▶ _SET TASK_:
Express as a numbered list the lines from the one containing "Exercise. Point out the beige" through the end of the rows, omitting any blank lines.

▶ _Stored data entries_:
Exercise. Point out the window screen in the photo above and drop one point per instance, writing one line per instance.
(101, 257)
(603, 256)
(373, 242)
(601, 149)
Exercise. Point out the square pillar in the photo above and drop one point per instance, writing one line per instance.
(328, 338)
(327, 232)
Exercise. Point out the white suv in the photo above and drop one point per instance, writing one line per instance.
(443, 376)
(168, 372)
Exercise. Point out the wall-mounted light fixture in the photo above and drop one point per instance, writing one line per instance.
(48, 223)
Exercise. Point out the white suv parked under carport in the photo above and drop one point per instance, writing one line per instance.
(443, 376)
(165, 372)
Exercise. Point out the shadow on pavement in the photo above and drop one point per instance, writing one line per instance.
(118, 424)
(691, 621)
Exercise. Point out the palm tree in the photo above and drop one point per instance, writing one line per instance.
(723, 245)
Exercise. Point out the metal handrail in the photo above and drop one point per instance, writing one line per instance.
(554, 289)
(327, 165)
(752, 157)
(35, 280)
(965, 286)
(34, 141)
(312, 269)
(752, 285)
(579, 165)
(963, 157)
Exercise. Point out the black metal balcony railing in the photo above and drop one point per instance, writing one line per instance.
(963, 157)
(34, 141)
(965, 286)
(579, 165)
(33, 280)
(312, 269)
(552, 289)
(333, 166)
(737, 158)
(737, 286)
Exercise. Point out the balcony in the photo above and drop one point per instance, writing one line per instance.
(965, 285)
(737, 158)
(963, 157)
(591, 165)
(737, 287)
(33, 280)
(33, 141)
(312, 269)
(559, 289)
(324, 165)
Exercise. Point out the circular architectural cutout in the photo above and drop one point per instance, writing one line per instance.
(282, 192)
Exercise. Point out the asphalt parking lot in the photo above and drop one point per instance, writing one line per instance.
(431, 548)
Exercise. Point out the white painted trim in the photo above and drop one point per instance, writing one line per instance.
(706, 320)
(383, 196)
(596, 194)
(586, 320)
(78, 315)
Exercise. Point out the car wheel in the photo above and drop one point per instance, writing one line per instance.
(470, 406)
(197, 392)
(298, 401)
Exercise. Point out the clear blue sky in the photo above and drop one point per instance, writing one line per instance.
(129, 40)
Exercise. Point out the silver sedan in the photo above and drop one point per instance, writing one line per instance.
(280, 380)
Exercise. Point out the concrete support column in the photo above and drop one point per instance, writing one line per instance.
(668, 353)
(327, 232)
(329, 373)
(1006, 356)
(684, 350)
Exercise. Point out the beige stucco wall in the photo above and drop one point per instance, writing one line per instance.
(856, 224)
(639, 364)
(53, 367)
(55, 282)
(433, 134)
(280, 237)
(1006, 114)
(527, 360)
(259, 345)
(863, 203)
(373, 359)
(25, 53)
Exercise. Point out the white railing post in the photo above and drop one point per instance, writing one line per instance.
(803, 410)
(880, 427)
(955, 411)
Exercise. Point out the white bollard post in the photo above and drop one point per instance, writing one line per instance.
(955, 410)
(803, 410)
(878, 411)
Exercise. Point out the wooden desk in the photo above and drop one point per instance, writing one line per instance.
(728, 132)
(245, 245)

▶ _ANSWER TO THE PROBLEM_:
1. Exercise. Point out the beige stucco wall in the photo above and drop one point per instance, writing one line per instance.
2. (856, 224)
3. (639, 364)
4. (53, 367)
5. (55, 282)
6. (433, 134)
7. (280, 237)
8. (1006, 114)
9. (527, 360)
10. (259, 345)
11. (863, 203)
12. (373, 359)
13. (25, 53)
14. Exercise. Point out the white railing post in the photo above and drop one point per instance, writing one line per instance.
15. (803, 410)
16. (880, 427)
17. (955, 411)
18. Exercise. Point out the white bollard post in the photo above and drop one point per instance, writing one line per instance.
19. (955, 410)
20. (803, 410)
21. (878, 411)
22. Exercise. Point out the wooden desk in the photo above and drop one point per instance, writing one line per instance.
23. (728, 132)
24. (245, 245)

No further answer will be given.